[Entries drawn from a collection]
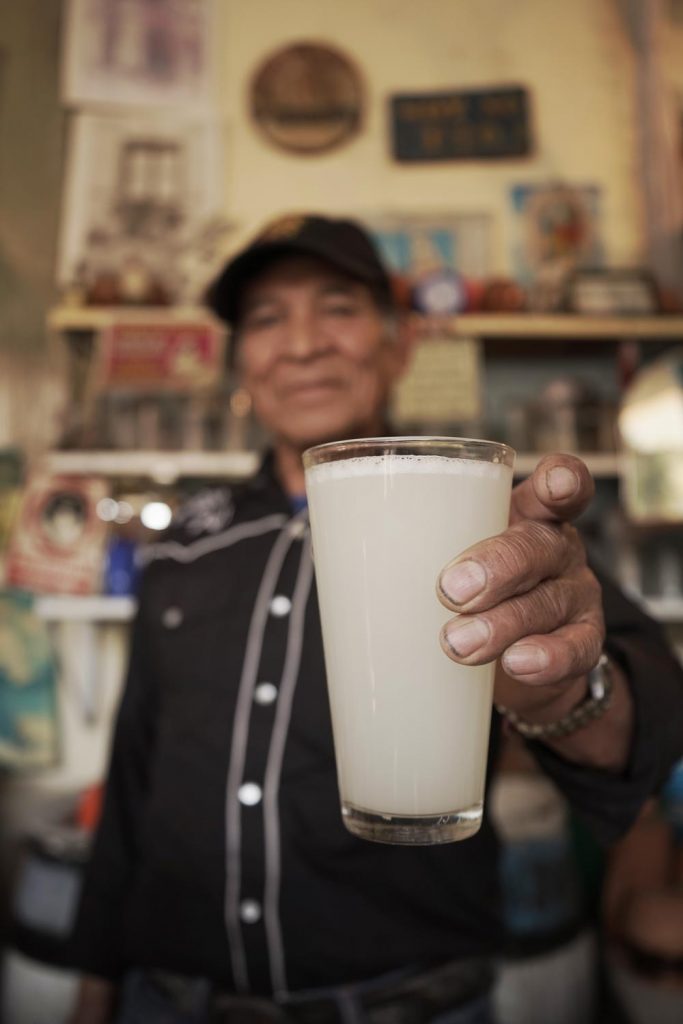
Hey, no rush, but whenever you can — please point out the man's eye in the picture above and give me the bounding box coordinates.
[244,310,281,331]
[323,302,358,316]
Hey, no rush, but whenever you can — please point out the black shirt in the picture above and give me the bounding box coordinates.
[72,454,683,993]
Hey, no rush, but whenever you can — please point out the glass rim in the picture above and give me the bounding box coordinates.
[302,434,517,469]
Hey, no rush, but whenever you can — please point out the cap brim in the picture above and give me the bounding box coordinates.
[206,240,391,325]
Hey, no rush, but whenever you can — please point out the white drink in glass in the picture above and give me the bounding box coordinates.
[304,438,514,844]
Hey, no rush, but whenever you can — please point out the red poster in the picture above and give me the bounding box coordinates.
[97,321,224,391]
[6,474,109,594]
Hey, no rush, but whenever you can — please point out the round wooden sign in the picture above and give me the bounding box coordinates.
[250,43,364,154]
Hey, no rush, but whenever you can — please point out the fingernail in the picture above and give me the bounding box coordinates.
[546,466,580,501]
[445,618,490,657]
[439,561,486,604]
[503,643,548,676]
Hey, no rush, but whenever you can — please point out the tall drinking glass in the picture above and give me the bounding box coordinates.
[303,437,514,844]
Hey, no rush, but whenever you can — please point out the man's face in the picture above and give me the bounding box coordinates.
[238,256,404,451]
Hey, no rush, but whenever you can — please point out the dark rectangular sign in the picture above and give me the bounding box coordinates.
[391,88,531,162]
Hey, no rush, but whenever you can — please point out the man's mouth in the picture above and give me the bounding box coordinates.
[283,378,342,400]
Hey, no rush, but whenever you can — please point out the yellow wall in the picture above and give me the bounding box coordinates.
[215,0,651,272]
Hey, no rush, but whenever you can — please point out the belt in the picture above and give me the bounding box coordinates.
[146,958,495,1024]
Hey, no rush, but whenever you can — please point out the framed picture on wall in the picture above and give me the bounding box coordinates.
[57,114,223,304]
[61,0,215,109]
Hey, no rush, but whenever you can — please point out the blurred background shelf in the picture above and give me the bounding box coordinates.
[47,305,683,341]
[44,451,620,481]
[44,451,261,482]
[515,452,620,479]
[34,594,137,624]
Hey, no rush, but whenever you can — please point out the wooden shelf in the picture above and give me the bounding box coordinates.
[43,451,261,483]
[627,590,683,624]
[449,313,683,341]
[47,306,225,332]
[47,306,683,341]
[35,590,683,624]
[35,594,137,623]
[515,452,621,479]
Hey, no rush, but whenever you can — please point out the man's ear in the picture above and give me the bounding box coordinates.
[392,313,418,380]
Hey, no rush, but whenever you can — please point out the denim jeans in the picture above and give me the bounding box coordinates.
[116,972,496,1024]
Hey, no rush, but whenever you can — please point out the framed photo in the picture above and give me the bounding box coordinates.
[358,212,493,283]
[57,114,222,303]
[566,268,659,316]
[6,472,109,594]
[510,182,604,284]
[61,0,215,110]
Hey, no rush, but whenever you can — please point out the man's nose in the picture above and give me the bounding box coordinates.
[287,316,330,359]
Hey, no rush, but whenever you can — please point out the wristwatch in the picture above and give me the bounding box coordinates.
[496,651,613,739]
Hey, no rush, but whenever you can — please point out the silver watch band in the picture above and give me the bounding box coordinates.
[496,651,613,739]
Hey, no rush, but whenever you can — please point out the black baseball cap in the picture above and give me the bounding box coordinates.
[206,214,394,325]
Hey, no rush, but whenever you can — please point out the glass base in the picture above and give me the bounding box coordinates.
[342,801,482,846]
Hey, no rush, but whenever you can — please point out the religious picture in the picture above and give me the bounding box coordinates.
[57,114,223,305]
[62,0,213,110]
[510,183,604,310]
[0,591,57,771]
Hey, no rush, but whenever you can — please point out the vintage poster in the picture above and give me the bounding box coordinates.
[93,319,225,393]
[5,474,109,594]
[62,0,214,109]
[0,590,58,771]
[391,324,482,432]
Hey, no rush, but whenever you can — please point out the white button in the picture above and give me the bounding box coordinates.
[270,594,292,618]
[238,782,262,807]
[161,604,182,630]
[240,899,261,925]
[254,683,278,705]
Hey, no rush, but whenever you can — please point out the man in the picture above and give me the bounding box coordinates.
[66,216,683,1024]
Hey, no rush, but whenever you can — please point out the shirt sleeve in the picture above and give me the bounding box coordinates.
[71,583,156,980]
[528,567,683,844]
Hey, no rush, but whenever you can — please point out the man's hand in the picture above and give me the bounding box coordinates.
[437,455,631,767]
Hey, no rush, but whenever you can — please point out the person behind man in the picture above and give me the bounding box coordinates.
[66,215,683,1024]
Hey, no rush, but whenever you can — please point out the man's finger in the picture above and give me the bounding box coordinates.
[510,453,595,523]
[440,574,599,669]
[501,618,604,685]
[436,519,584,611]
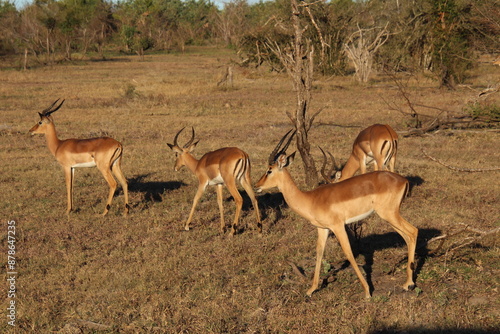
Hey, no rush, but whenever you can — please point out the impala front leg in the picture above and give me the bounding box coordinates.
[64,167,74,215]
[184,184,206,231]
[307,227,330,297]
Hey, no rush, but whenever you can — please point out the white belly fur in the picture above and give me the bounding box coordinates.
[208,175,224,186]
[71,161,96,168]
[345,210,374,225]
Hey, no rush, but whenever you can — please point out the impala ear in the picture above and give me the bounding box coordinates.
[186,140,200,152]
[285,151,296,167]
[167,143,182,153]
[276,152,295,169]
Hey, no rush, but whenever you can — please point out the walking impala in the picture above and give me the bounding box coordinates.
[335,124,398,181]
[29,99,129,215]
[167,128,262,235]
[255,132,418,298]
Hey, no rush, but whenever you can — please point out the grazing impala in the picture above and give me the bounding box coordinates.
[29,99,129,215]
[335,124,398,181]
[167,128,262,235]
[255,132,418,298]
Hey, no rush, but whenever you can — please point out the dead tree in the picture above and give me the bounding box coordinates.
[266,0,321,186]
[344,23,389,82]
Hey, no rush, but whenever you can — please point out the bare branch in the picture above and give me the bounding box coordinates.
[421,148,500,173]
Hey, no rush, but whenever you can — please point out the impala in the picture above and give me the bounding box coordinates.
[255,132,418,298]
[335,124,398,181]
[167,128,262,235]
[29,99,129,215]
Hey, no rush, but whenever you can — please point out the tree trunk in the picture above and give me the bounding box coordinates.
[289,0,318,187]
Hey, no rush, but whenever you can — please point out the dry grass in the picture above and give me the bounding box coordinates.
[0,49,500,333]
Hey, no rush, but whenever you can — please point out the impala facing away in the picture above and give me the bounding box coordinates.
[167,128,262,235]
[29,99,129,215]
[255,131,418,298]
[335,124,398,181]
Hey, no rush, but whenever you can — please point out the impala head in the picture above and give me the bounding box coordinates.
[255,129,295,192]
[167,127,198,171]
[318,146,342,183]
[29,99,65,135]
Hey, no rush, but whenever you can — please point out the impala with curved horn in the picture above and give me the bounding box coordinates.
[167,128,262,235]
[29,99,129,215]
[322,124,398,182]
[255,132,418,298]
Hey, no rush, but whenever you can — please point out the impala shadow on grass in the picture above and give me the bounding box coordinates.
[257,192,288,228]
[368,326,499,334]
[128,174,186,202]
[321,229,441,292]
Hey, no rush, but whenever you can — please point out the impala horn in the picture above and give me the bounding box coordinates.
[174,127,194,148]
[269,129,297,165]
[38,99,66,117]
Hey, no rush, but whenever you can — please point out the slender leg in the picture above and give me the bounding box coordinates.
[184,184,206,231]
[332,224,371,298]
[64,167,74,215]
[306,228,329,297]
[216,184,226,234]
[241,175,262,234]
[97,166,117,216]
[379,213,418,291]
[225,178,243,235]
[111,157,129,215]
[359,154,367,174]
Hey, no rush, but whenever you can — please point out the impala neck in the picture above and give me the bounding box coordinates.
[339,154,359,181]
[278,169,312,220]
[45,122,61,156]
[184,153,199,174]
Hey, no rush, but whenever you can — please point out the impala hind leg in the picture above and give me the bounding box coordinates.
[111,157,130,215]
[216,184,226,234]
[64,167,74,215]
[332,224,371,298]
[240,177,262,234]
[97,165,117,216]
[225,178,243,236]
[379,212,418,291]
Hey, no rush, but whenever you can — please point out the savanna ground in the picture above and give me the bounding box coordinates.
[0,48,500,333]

---

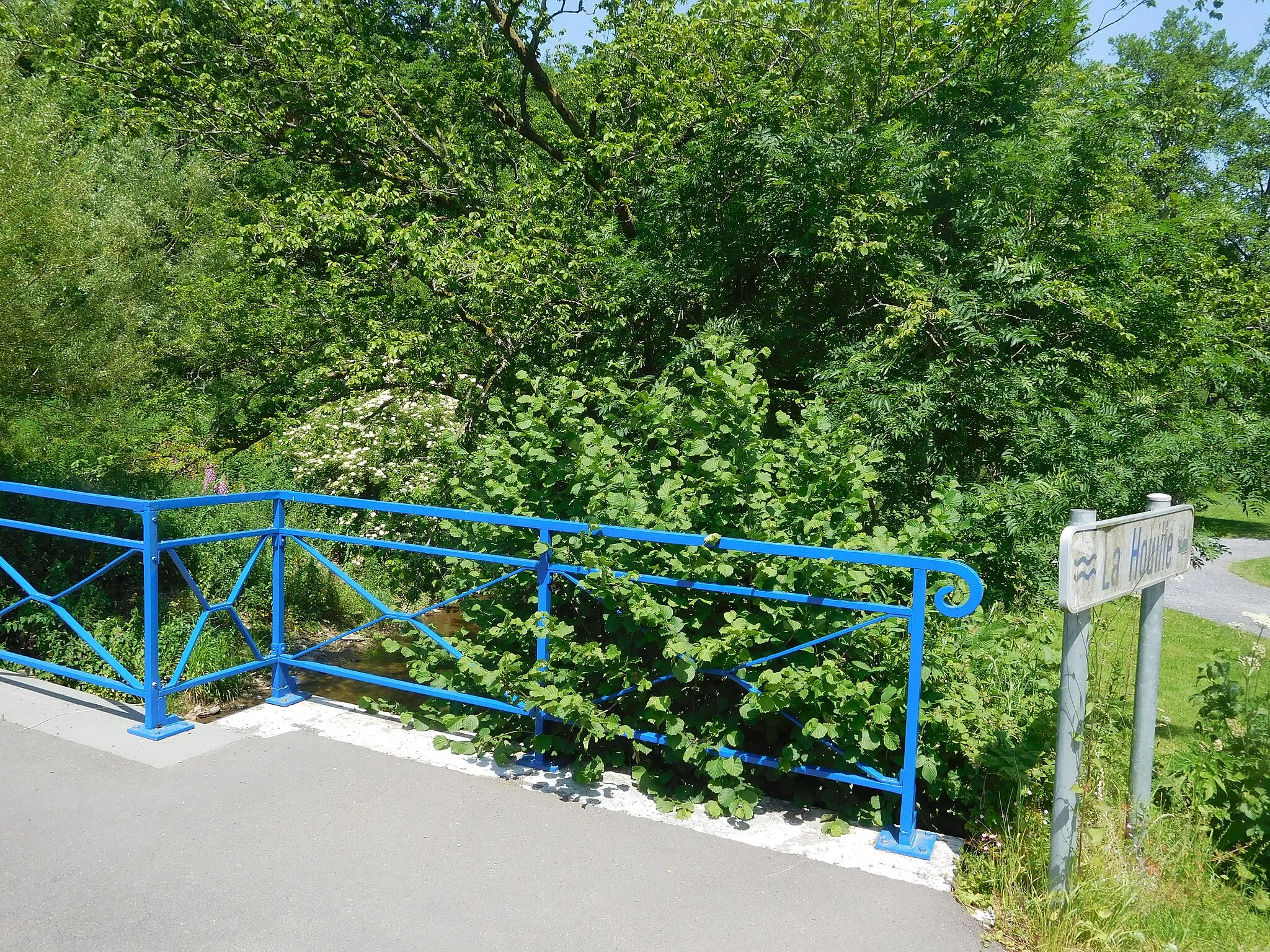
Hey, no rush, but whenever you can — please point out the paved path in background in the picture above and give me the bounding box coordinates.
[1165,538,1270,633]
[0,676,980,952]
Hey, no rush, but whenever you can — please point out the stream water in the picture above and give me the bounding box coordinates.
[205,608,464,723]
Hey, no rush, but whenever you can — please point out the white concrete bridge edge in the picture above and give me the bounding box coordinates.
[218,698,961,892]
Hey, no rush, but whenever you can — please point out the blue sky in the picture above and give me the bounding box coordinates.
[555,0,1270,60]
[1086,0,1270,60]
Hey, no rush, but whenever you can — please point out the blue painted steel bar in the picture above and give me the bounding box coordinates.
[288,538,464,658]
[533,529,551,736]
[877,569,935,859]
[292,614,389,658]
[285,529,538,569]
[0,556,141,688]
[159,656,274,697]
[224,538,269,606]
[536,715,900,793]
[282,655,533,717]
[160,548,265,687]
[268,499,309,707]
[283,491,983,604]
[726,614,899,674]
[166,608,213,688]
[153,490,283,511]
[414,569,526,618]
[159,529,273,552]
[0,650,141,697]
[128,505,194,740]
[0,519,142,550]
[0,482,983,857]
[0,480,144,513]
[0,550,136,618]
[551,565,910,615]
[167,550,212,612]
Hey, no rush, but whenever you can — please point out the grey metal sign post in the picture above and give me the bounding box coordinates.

#### What to work on:
Write out the lines word for word, starting at the line that contains "the man's eye" and ending at the line that contains "[391,88,531,162]", both included.

#### Result:
Hey, no rush, but whenever you can — please point out the man's eye in the picture above and give me the bounding box coordinates.
[244,310,281,331]
[323,302,358,316]
Hey, no rush, but whenever you can — please point out the black shirt in the picture above and give me the bounding box coordinates.
[72,454,683,993]
Hey, no rush, but whenever you can — please point out the glass rim in the picture above and give me the bounding box coordinates.
[302,434,517,469]
Hey, no rush, but whenever you can — please point out the cap brim in the picture above and give me the bounding box coordinates.
[206,240,391,325]
Hey, no rush, but whenever you can — please point out the white drink in glass in the picture above and give me the bounding box coordinates.
[304,438,514,844]
Hey, no rush, but whenever you can — please point out the red poster in the picture above and give me the bounding box coordinates.
[97,321,224,391]
[6,474,109,594]
Hey, no rush, but whenever you can — please point out the round wooden sign in the picture above and give me the bounding box coordinates.
[250,43,364,154]
Hey, no rush, but whenever you can — please point out the fingernail in the picture above and give me the bounding box coordinates.
[546,466,580,501]
[445,618,490,657]
[439,561,486,604]
[503,643,548,676]
Hey, no rush, but whenever you can — please point out the tall drinking glass in the picture above and give me the bounding box coordinates.
[303,437,514,844]
Hey, no rush, but whenever you can — please point out the man's face in the picture above and give me the bounding box coordinates.
[238,256,404,451]
Hey, no rush, but whenever you can — please point out the dark rectangular sign in the picture above and give me the bounding box coordinates.
[391,88,531,162]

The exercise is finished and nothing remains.